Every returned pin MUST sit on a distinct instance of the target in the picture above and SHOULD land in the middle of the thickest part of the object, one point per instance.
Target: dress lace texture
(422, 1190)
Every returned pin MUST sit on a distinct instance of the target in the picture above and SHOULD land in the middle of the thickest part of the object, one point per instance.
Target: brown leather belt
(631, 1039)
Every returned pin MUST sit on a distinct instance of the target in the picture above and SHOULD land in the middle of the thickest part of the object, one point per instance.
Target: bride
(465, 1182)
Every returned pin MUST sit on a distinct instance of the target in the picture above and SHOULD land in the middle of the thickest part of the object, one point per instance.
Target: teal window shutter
* * *
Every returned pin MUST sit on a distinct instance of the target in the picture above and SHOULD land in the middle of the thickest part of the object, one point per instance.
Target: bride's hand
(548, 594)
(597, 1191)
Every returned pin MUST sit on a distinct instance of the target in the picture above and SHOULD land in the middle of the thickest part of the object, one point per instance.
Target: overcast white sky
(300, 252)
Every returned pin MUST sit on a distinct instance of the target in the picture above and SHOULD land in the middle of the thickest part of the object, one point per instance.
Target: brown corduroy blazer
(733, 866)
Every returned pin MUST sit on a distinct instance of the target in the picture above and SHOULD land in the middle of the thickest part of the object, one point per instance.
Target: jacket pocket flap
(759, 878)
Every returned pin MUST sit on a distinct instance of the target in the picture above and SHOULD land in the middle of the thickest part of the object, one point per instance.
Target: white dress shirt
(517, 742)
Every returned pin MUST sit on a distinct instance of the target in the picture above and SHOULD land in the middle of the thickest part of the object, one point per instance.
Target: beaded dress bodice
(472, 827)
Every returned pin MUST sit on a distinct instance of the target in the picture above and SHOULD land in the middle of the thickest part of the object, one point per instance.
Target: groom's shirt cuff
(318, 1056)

Problem description:
Copy out only the lines of the records above from the one with "Target: dress lace texture" through the one with "Target: teal window shutter", exactly as they stand, both included.

Answer box:
Target: dress lace texture
(422, 1190)
Every returned pin MUST sit on a distinct instance of the target in the picture above and SHOULD land in the middle of the thickest part of the object, one point per instance.
Target: brown leather belt
(631, 1039)
Every returned pin MUST sit on a distinct instance of the target in the picture above and SHOULD land in the middle of the thickest part of the object, one point per instance.
Target: bride
(465, 1182)
Every returned pin MUST sit on a distinct instance of the target in the picture above and SHOULD land in the middle of the thickest part of the object, one point per instance.
Target: teal window shutter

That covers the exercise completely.